◆ What you should do: In the listing below, please print the line that contains "the door hinge" and every line that follows it, exactly.
>> Start Dataset excerpts
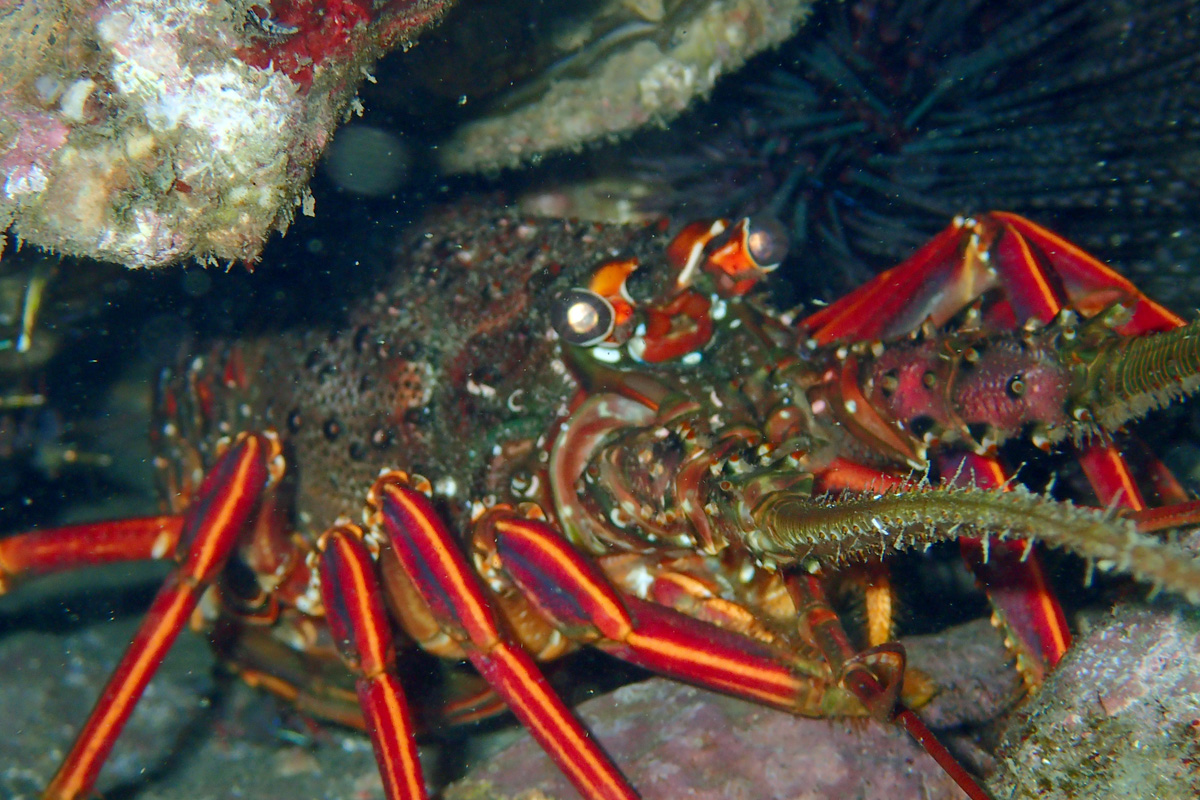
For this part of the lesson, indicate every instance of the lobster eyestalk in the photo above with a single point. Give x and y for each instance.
(1126, 378)
(791, 527)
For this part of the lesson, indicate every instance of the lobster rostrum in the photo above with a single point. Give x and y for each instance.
(643, 459)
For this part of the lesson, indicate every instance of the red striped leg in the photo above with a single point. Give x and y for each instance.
(437, 567)
(1039, 271)
(363, 633)
(900, 299)
(573, 593)
(58, 549)
(225, 503)
(1014, 578)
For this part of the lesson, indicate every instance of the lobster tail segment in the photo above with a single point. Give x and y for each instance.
(1127, 378)
(790, 528)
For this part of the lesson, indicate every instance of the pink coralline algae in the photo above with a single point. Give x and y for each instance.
(154, 131)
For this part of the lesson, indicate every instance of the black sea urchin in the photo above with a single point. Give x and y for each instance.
(883, 119)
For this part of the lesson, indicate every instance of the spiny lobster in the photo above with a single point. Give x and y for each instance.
(651, 464)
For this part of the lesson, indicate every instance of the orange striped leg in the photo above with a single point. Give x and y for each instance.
(58, 549)
(361, 631)
(433, 563)
(227, 498)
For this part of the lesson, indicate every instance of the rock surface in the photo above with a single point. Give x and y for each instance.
(1119, 720)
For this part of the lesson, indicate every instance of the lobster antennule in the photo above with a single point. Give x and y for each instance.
(1129, 378)
(790, 527)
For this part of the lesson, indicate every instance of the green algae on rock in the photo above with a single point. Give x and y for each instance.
(640, 68)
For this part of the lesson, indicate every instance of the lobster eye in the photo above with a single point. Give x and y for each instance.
(766, 241)
(582, 317)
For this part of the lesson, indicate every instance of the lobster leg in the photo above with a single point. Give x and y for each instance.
(430, 558)
(1014, 578)
(861, 673)
(42, 552)
(579, 599)
(574, 593)
(1041, 272)
(227, 500)
(363, 635)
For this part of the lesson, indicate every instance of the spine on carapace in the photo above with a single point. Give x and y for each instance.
(791, 527)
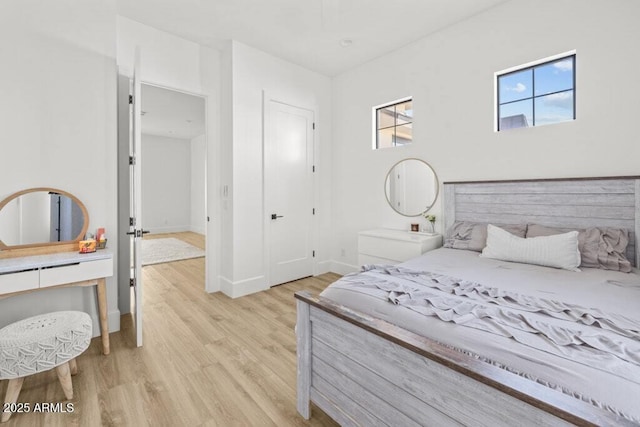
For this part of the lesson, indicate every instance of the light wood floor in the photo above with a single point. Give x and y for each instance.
(207, 360)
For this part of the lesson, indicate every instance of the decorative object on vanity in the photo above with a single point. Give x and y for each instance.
(431, 219)
(101, 239)
(386, 246)
(43, 220)
(411, 187)
(40, 343)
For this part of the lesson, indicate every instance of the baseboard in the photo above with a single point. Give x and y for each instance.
(343, 268)
(113, 319)
(243, 287)
(322, 267)
(199, 230)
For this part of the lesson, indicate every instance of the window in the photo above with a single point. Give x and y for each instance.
(537, 95)
(393, 124)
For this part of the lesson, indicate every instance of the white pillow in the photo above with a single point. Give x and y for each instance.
(559, 250)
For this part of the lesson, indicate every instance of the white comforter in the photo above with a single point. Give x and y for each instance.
(598, 360)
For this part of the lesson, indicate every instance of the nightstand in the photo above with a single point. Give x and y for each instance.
(386, 246)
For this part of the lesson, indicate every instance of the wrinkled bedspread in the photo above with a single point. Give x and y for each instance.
(597, 338)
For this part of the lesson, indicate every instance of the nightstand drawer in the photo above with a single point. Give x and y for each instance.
(21, 281)
(385, 246)
(76, 272)
(395, 250)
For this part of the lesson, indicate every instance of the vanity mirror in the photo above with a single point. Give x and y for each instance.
(411, 187)
(41, 217)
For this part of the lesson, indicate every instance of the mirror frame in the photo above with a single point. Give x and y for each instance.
(85, 213)
(435, 197)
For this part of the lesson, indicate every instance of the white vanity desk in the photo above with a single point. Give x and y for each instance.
(38, 272)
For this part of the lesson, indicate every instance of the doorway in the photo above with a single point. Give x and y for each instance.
(289, 196)
(173, 176)
(173, 137)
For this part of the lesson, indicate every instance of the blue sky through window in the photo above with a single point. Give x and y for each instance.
(552, 102)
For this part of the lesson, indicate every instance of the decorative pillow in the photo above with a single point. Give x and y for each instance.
(472, 236)
(599, 247)
(559, 250)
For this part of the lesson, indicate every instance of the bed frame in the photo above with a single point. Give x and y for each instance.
(364, 371)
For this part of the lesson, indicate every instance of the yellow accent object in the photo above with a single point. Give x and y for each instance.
(87, 246)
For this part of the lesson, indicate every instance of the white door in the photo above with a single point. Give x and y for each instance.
(135, 230)
(288, 191)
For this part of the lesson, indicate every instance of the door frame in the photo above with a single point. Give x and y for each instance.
(267, 97)
(209, 237)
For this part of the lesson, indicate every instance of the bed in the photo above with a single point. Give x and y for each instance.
(376, 363)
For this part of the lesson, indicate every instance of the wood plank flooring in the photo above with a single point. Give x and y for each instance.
(207, 360)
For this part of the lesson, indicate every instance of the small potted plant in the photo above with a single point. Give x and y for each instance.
(432, 220)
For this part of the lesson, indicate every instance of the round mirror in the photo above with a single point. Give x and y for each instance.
(41, 216)
(411, 187)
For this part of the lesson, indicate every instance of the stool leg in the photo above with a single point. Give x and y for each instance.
(13, 390)
(64, 375)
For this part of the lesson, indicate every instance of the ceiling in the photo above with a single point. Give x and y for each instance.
(171, 114)
(310, 33)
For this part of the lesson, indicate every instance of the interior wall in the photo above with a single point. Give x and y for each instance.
(252, 74)
(166, 184)
(198, 210)
(58, 109)
(176, 63)
(450, 75)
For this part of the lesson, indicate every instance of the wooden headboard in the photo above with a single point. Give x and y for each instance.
(562, 203)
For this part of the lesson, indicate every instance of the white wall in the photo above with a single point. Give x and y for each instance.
(198, 176)
(450, 76)
(252, 73)
(166, 184)
(180, 64)
(58, 109)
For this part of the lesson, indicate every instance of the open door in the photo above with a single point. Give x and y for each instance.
(135, 193)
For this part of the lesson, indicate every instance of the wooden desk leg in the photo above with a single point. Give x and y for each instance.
(102, 307)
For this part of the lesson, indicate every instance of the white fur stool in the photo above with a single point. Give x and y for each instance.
(41, 343)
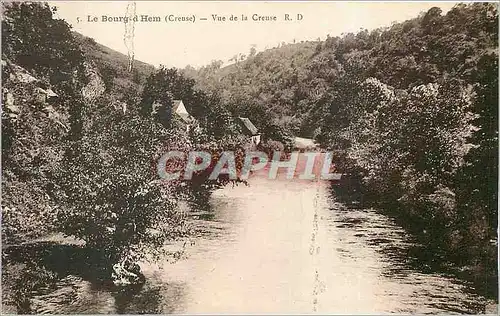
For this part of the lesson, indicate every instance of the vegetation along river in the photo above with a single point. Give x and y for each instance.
(279, 246)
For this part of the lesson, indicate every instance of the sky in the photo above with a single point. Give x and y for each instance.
(178, 44)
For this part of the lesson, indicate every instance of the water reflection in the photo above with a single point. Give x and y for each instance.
(275, 246)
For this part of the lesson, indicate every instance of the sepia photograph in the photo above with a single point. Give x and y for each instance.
(249, 157)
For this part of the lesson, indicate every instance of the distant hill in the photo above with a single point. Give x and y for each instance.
(113, 65)
(289, 84)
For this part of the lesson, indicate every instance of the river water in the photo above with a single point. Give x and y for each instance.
(279, 246)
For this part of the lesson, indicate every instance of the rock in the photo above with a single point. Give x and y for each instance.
(125, 273)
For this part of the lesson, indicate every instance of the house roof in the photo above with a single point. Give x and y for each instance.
(248, 125)
(186, 118)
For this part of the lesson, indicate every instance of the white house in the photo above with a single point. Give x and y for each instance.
(249, 129)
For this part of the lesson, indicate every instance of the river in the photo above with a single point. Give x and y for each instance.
(280, 246)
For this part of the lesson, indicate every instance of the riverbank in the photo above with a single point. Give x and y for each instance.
(276, 246)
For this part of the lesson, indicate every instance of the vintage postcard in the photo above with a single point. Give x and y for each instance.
(237, 157)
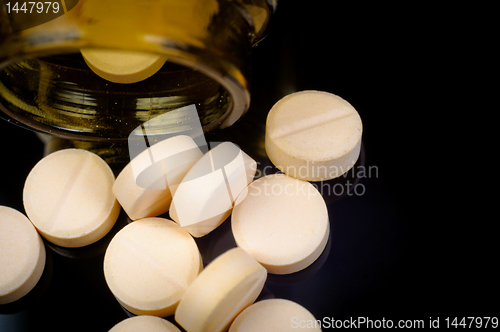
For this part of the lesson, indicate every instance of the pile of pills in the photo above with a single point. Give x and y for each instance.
(153, 266)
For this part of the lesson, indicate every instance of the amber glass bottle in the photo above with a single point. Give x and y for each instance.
(46, 85)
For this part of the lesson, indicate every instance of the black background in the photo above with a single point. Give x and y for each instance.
(413, 246)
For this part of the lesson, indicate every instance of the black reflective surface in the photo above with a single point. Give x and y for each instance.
(397, 249)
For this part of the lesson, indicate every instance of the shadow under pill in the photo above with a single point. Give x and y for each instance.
(36, 294)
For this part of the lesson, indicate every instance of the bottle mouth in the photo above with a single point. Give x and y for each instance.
(60, 95)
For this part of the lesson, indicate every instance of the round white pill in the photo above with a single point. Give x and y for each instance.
(68, 197)
(282, 222)
(215, 181)
(144, 186)
(146, 324)
(223, 289)
(149, 264)
(313, 135)
(121, 66)
(277, 315)
(22, 255)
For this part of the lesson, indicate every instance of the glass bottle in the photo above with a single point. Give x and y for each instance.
(46, 85)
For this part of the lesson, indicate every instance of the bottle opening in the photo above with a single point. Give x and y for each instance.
(62, 96)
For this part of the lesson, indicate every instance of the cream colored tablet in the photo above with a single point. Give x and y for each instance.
(313, 135)
(68, 197)
(121, 66)
(144, 186)
(205, 197)
(223, 289)
(277, 315)
(144, 324)
(282, 222)
(149, 264)
(22, 255)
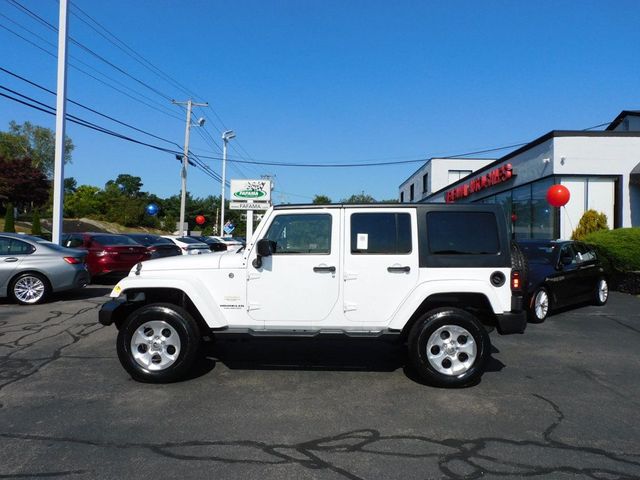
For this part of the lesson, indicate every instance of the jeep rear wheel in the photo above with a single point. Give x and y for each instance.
(158, 343)
(449, 347)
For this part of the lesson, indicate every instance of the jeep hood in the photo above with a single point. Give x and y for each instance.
(205, 261)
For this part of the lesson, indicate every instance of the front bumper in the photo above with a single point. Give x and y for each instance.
(116, 310)
(508, 323)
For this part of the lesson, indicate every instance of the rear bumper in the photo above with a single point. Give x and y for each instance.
(511, 322)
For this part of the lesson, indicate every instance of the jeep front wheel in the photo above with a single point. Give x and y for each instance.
(158, 343)
(449, 347)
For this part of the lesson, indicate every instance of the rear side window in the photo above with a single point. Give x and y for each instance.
(380, 233)
(10, 246)
(462, 233)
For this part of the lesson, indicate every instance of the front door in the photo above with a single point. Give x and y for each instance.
(380, 263)
(299, 283)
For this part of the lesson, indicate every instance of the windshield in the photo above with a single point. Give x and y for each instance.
(114, 240)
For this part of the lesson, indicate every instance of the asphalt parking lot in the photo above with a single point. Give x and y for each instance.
(561, 401)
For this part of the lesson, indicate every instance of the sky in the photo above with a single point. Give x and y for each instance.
(319, 83)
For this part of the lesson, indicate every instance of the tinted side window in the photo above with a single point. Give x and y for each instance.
(462, 233)
(5, 243)
(73, 241)
(301, 233)
(382, 233)
(585, 253)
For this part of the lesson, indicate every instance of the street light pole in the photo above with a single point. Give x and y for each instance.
(226, 136)
(61, 102)
(185, 160)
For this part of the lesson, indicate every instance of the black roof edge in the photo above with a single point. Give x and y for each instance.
(618, 120)
(538, 141)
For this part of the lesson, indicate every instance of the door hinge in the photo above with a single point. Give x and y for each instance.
(350, 306)
(350, 276)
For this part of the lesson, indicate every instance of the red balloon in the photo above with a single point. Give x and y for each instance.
(558, 195)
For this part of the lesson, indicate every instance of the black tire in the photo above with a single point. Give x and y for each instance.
(430, 329)
(157, 343)
(519, 262)
(602, 292)
(29, 288)
(539, 306)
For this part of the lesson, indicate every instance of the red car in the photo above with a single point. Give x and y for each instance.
(107, 252)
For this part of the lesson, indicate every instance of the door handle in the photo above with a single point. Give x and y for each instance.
(406, 269)
(324, 269)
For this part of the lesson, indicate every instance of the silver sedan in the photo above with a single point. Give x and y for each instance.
(31, 268)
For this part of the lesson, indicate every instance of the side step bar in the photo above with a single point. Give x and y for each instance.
(300, 333)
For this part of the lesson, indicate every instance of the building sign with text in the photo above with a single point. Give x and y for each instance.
(250, 194)
(477, 184)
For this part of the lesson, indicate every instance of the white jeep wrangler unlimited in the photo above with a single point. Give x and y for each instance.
(436, 276)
>> End Dataset excerpts
◆ The reply:
For this part of the lesson, indicate every instance of the door hinge in the photo above with a single point. Give x and y for each instance.
(350, 306)
(350, 276)
For this part of the lesson, indicate every instance of the red balloon in the photo above with a single point. Give x and y for each instance.
(558, 195)
For this part of the lesson, indicate every instance of the black tire in the photo above with a single point. Give x and y for each instance.
(430, 329)
(157, 343)
(519, 262)
(602, 292)
(29, 288)
(539, 306)
For this part of the lesson, indicate every instance of the red car in the photo above with a single point. Give x and y for each instance.
(107, 252)
For this part of the lesson, indicate every instance of the door handle in the photo above with a single point. Give x and y for each instance.
(406, 269)
(324, 269)
For this part of the lesson, indicate every instance of the silver sedan in the photo above with a single point. Give x and y for each instance.
(31, 268)
For this part of the lesson, indicate every instance of the side step bar in the photo above with a single point. Give x and y for each instance.
(300, 333)
For this part of the lesson, indicate every instance of the building sign with text in the photo above with a single point. Give x and y for each instance.
(250, 194)
(477, 184)
For this part of the lesson, indicate every instance of the white jeep wrangler unlimited in the photo above with a single point. Give x and y for each instance.
(436, 276)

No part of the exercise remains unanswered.